# What you will do
Your transcription must include every record word for word and no pictures.

# Data to examine
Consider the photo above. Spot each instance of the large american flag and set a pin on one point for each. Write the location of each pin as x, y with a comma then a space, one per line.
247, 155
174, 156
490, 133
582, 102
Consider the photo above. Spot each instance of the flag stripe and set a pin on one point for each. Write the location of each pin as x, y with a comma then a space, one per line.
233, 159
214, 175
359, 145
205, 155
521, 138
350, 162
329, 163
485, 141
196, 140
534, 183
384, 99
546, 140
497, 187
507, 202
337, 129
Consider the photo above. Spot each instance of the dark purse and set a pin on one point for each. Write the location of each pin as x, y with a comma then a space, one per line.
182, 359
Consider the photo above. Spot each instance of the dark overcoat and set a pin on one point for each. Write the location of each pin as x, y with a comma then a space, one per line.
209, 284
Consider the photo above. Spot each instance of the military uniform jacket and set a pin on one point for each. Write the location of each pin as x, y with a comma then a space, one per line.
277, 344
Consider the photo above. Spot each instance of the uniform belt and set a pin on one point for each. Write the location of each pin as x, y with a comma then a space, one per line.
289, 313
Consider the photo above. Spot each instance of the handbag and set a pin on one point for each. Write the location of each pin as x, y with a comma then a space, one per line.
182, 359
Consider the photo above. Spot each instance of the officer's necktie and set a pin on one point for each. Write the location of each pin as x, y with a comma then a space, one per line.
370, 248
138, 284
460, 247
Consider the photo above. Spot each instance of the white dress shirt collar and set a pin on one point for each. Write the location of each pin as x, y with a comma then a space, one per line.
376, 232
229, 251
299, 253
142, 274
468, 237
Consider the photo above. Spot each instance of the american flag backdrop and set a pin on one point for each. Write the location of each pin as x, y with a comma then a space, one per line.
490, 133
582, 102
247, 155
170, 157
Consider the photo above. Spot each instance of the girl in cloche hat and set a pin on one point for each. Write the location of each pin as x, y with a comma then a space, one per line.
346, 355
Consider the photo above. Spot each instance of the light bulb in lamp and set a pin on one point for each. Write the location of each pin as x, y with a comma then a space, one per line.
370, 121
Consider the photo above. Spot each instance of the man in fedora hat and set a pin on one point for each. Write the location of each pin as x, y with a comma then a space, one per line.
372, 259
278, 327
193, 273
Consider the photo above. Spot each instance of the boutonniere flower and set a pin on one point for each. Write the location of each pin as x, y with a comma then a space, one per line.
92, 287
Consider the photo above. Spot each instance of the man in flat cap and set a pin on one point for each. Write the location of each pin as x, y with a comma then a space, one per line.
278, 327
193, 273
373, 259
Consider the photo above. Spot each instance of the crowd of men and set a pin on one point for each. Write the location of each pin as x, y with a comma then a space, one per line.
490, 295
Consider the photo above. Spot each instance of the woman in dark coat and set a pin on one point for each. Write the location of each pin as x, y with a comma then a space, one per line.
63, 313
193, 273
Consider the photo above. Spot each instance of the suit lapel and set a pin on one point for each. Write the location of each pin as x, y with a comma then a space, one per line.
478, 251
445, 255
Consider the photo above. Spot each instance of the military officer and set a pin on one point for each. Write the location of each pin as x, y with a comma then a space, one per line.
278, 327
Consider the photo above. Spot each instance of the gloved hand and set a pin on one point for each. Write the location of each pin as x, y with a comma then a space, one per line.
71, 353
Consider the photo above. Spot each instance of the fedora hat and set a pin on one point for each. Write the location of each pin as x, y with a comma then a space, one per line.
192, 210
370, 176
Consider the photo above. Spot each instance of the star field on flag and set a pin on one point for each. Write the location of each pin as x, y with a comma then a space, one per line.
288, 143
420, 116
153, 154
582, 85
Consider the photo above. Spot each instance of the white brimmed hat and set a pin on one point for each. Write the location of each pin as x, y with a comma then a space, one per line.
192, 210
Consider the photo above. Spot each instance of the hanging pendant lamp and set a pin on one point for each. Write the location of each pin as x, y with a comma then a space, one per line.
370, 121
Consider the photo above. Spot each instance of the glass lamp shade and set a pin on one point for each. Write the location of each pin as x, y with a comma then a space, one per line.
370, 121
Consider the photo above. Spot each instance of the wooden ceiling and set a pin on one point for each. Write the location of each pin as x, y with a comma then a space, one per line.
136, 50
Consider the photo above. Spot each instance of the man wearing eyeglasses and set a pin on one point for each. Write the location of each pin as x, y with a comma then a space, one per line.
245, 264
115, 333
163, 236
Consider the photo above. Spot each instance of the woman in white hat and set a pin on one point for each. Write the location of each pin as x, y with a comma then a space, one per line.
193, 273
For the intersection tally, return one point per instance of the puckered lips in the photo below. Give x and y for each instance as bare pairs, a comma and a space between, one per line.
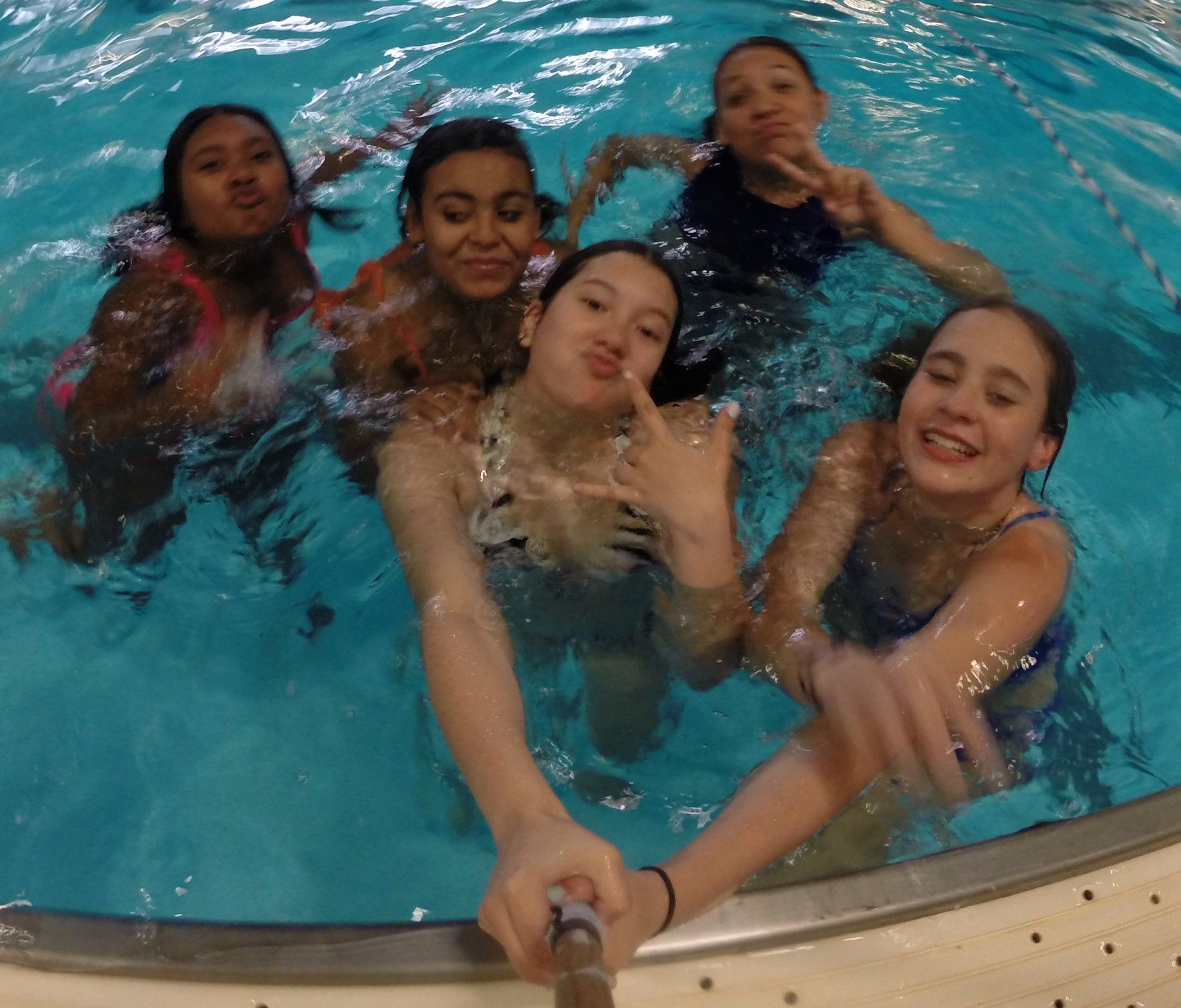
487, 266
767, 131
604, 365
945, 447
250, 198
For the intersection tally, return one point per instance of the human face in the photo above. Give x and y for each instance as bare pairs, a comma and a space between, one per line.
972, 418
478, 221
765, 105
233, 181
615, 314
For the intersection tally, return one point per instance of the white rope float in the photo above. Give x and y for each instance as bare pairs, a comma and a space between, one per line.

# Answer space
Consider the photo above. Spot each instance of the large american flag and set a pin on one point for each. Write the location of each pin as x, y with a comma then a space, one per line.
247, 155
174, 156
490, 133
582, 102
Consider the photo above. Spot each instance of the flag stripe and set a pin on one point for each. Write the location of each pin as x, y with a comma then a space, one per line.
233, 159
214, 175
359, 145
205, 155
521, 138
350, 162
329, 163
485, 141
196, 140
534, 183
384, 99
546, 140
497, 187
507, 202
337, 129
Consider the photo above. Spot each instance of the dark purse and set a pin on one point for each. Write the location of each pin as x, y with a comma then a space, one per line.
182, 359
Consider the photo above. Spot each instance of the dark overcoat and set a pin on one point for each. Write the location of each pin as x, y with a comma then a space, one per line.
209, 284
Consider the photo above. Spot each instance of the military uniform jacket and set a pin on one point for each. Write the location of each pin as x, y with a comma then a space, one per line.
277, 344
Consider the photo above. Spot each instance of the uniform belt and set a pin on one point for each. Write the location of each pin as x, y with a comma then a space, one per line.
289, 313
Consider the photo above. Spot each instance of the handbag and set a pin on one point for each. Write the location of each pin as x, y with a comma then a space, one per line.
182, 359
Consider the photo above. Spot each instance of the officer's necktie and set a pin on one point for each. Write the location of each pin as x, y with a comma then a space, one per line.
370, 248
138, 284
460, 247
Consider the photo above. Spot each instance of the white dress shirt collar and set a pin on one point for each. Write the location of each pin as x, y with a comma then a space, one per line.
376, 232
229, 251
299, 253
142, 274
468, 237
Consider the photo above. Spot each instance of the american flag backdrop and set a pin on one point for each. Write the location of each pin as x, y with a comma then a space, one per line.
490, 133
582, 102
247, 155
170, 157
Consider the photo above. Spot each instance of the girl in cloche hat and set a pin on one point for each. Write the location of each pin as x, y with a comma then a space, one per line.
346, 355
Consider the photo above. Spot each instance of the light bulb in lamp and set a pin on one point for each. Write the location of each pin as x, y with a comma then a space, one per line.
370, 121
Consider the photo above. Spot each instance of the man in fedora hat and set a pin on one point for each. Write the location of each pin as x, y with a comma then a space, one per line.
372, 259
278, 327
193, 273
Consider the photo above. Spot each instance of the boutonniere flower and set a pin on one point for each. Write the location of each pin as x, y with a comma then a space, one per line.
92, 287
Consider the photo above. Spot each instance of the man in flat cap and set a pin on one point for each. Write the location of each pin as x, y with a comma then a space, one per line.
278, 327
193, 273
373, 259
Consider the photo above. Spot each instance of the crowd of men and set a pin on one point for each. Write the location of each pin as x, y with a comma then a space, one per line.
490, 295
Consider the photo above. Spot each instance of the woman in dark coat and set a pin on one point for each. Write the location of each pin as x, y with a comma then a space, one per line.
63, 313
193, 273
Consider the photo above. Spot each instance of the suit lapel and set a pin on one point for each. Write the location of each pin as x, y with a comma then a space, one per line.
478, 251
445, 255
Consider the photo above. Spot each instance of the military officer and set a pin on one point for each. Write the location of each pin as x, y with a comma then a space, one per line.
278, 327
Consider the photo above. Spot each instance of the gloved hand and set a pin on one point for each. Write the location of each pin as x, y with a comma then a space, one per line.
71, 353
Consider the photo above. Spot each instance of the fedora hat and set a pin on one point for each. Write the location of each pin as x, y with a comma then a space, one per line.
192, 210
370, 176
Consider the photo above. Spot each instance of the star field on flag and set a pin on one point for each. Write the location of each pin as x, y with a comma then a space, one per line.
288, 143
420, 116
153, 154
582, 85
Consider the photo above. Spot each instance of the white brimmed hat and set a pin on one point for each. Write the location of each pin as x, y with a comma then a space, one per line.
192, 210
Consider the photo above. Spot each instance of the hanging pendant lamp and set a pin on one point for each. Write the location of each pin as x, y with a comma then a space, one per line.
370, 121
Consider the photo above. Spot each instance of the glass lamp shade and set a pin on one point for each. Write the location of each pin as x, y with a comma then a space, one per line.
370, 121
Consider the photo above. Spot each instance of the wooden ceiling and set a pin on one point for each. Write the location of each pin as x, y with a comma then a space, one per line.
136, 50
Consider the photo above. Spot each instance of the man wearing eyeglasses and set a pin on one point for each. Write the location of each pin as x, y with a comma then a space, one per line.
245, 264
115, 333
163, 236
Consider the photo above. Spot each instance of the woman in white hat and set a pin on one point for each. Write the location of each pin as x, y with a comma then a space, one per line.
193, 273
For the intersection tally, return one point per instance of the puckered lips in the photo below. Give x and y for each instance as bare pairs, a comma and a space between, one per line.
487, 266
767, 131
604, 365
945, 447
250, 198
For the intersection tally, return one point per instance of the human face in the photo above. Give x and y for each instance as bare pairs, a comma and a space between, one per line.
972, 418
478, 221
765, 105
233, 181
615, 314
For the intersection tally, return one point per instance of the white rope float in the photo above. Give x and y for each instance as bare pairs, a comma and a space between, one per line.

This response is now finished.